Records in a dataset

——————

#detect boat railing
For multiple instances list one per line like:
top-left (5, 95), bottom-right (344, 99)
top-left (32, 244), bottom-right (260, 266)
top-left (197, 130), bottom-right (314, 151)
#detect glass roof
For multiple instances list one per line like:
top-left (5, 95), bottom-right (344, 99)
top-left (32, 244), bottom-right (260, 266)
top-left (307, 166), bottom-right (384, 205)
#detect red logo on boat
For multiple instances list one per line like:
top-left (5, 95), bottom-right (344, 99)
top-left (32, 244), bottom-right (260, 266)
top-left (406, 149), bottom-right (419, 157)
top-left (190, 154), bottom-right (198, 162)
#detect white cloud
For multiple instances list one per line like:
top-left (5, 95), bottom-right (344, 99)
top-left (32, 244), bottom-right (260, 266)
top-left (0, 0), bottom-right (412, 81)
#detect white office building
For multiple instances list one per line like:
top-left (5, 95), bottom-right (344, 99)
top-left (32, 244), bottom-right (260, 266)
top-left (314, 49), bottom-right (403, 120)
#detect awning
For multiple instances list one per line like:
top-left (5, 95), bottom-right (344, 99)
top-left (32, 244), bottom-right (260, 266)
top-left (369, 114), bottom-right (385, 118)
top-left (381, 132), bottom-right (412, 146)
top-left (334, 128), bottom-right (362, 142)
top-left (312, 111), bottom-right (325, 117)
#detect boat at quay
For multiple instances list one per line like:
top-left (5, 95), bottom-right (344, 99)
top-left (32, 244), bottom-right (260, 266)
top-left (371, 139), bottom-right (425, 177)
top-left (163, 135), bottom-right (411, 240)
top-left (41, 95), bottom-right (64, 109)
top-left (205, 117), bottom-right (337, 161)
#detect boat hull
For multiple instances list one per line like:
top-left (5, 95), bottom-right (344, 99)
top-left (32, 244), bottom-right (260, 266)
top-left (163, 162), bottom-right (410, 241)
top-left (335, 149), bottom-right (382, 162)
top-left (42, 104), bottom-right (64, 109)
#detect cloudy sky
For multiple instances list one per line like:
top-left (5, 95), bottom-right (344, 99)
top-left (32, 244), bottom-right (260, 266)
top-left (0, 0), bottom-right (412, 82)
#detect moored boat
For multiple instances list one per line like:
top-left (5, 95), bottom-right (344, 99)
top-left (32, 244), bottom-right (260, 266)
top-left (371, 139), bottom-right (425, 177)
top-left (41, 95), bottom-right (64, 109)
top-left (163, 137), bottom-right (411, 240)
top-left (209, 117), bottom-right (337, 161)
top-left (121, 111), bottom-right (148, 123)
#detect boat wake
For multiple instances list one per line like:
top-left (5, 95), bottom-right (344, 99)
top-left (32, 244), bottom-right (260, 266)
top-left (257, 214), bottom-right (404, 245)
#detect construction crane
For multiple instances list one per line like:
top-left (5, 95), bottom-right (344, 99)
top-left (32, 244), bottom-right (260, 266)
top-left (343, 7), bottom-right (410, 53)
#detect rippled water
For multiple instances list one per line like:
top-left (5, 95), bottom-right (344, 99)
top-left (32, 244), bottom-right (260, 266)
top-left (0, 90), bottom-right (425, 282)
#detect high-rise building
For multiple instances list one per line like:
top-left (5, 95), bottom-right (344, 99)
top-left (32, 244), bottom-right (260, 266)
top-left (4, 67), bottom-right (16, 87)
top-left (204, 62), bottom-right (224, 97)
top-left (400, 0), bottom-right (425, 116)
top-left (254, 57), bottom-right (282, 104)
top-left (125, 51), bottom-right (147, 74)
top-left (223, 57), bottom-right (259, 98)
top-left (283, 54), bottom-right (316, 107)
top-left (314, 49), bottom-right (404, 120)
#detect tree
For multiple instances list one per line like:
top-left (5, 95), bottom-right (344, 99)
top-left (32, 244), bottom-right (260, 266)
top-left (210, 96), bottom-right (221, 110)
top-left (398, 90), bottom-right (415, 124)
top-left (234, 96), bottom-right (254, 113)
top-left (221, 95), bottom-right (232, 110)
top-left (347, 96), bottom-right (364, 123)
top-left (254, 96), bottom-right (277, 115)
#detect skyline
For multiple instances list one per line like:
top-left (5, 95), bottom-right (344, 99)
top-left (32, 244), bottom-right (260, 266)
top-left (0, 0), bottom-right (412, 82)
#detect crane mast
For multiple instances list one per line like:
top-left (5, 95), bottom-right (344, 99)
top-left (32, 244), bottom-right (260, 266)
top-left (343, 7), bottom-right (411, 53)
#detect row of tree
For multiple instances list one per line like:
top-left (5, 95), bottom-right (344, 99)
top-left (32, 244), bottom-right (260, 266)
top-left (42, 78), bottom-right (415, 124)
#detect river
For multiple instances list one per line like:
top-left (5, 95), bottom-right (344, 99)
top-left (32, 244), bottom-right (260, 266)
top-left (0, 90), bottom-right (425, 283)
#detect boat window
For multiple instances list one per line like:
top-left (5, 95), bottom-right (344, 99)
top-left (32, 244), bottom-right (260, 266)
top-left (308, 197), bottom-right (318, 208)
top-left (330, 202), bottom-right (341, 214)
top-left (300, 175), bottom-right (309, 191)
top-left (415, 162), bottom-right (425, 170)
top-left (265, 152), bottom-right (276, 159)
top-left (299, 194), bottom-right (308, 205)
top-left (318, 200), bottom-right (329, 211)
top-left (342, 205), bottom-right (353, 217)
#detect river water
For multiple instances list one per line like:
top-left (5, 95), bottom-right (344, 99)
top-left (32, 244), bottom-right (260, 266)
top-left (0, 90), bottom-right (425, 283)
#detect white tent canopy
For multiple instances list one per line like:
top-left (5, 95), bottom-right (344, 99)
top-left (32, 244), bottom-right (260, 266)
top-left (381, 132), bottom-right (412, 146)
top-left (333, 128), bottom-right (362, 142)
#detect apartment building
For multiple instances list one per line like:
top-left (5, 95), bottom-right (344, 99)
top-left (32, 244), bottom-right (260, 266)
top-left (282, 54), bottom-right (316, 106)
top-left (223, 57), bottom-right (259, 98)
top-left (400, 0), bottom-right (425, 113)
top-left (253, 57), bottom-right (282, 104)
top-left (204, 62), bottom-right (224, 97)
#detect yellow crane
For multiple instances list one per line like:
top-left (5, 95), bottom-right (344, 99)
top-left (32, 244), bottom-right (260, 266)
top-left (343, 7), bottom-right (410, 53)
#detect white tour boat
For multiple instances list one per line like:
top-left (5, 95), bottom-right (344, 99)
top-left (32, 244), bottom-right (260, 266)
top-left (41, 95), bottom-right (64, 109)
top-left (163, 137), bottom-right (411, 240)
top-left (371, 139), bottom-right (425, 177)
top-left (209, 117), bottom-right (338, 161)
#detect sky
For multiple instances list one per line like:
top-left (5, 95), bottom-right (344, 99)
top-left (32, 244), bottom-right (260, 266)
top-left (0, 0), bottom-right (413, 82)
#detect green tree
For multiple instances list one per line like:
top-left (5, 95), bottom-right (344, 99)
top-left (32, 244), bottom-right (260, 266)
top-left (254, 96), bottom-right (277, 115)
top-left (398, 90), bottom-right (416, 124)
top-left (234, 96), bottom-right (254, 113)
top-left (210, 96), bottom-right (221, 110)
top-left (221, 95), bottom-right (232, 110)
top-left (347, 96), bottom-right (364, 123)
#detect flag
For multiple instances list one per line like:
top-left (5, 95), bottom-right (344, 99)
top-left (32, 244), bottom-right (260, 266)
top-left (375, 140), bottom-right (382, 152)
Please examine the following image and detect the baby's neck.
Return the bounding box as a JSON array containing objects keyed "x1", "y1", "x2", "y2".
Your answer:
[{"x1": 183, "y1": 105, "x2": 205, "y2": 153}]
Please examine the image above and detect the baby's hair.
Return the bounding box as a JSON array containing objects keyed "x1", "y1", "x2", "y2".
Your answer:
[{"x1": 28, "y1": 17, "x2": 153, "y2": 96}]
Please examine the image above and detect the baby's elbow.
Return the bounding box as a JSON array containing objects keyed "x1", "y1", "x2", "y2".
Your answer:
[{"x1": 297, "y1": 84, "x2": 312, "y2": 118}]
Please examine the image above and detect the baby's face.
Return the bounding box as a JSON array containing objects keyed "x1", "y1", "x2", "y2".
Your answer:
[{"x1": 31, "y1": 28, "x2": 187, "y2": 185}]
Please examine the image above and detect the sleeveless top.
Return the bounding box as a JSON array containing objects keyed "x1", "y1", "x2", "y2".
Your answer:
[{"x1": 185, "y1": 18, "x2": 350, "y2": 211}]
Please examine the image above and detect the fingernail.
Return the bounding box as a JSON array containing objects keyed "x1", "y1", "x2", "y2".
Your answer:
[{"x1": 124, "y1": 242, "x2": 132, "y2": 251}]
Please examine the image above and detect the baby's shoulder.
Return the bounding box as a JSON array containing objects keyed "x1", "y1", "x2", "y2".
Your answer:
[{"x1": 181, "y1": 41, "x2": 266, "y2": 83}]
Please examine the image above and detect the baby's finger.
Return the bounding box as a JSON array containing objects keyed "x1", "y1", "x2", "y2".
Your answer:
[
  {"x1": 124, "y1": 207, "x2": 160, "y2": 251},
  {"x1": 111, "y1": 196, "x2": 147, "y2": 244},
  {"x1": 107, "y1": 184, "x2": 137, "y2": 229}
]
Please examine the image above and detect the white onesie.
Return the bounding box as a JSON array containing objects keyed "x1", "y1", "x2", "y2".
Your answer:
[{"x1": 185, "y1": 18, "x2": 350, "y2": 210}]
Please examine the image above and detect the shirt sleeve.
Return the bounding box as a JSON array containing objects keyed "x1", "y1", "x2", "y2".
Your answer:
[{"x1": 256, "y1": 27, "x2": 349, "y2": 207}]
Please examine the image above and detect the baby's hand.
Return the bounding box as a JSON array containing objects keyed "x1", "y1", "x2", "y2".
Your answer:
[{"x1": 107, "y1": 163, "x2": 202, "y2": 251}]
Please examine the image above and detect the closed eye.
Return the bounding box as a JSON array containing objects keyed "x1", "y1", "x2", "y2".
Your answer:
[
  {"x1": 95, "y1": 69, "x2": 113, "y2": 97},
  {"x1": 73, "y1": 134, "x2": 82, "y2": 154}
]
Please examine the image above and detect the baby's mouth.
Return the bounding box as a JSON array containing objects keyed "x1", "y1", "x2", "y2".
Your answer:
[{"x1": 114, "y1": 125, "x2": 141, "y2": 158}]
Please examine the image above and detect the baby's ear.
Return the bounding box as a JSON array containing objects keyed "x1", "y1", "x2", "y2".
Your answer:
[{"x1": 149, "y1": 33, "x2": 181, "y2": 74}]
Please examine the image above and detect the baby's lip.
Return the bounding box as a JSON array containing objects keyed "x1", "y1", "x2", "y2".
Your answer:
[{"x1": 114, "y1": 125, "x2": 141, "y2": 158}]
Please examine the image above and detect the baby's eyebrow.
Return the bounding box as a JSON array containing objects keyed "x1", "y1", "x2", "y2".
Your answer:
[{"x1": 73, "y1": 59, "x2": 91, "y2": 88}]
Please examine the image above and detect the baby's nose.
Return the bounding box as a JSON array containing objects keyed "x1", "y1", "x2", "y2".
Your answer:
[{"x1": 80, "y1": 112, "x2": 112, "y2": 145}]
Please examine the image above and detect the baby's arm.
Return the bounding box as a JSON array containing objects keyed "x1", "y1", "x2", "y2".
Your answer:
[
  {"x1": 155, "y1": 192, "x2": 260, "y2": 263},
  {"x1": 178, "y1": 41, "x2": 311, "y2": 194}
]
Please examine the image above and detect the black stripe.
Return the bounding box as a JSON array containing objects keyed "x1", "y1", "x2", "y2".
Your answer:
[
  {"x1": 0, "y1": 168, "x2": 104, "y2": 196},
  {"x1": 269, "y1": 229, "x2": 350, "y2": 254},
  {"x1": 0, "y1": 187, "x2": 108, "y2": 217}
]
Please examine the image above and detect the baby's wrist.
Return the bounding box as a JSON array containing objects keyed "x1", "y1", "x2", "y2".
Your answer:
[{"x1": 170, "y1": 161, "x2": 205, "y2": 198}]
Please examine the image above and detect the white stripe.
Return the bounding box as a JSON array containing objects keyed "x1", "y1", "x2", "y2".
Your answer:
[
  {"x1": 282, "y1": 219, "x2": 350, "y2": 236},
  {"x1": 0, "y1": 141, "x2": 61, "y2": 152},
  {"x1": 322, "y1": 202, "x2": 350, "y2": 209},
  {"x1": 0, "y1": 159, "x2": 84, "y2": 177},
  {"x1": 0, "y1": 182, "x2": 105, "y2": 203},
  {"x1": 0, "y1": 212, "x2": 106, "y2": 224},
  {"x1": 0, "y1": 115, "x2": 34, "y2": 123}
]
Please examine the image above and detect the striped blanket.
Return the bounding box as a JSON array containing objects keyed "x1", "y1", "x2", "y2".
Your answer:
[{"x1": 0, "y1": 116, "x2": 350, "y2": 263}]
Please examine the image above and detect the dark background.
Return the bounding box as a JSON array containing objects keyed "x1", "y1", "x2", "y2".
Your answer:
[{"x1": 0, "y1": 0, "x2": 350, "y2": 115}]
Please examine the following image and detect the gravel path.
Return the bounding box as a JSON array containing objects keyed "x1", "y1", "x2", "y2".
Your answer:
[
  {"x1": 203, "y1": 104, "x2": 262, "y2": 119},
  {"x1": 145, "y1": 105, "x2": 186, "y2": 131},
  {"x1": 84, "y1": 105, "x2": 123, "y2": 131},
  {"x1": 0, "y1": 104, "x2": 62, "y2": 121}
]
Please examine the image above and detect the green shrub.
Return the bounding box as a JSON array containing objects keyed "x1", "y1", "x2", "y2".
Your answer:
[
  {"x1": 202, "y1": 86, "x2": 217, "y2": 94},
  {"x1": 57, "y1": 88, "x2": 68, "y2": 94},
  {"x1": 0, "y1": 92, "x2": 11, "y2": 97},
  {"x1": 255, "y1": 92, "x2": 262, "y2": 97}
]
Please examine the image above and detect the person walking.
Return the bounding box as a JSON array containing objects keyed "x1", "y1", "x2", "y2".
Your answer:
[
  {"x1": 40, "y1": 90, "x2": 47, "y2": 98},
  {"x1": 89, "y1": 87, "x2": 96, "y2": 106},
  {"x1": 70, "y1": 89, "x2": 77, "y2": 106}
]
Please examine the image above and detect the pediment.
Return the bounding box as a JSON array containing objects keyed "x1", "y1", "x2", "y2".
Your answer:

——————

• DESCRIPTION OF THE TASK:
Starting at the line that contains "#detect rippled water" and ending at the line that contains "top-left (0, 90), bottom-right (425, 282)", rewrite those lines of the records with "rippled" changed to "choppy", leaving everything else as it is.

• COMPLETED TASK:
#detect choppy water
For multiple instances list one per line like:
top-left (5, 95), bottom-right (344, 99)
top-left (32, 244), bottom-right (260, 266)
top-left (0, 90), bottom-right (425, 282)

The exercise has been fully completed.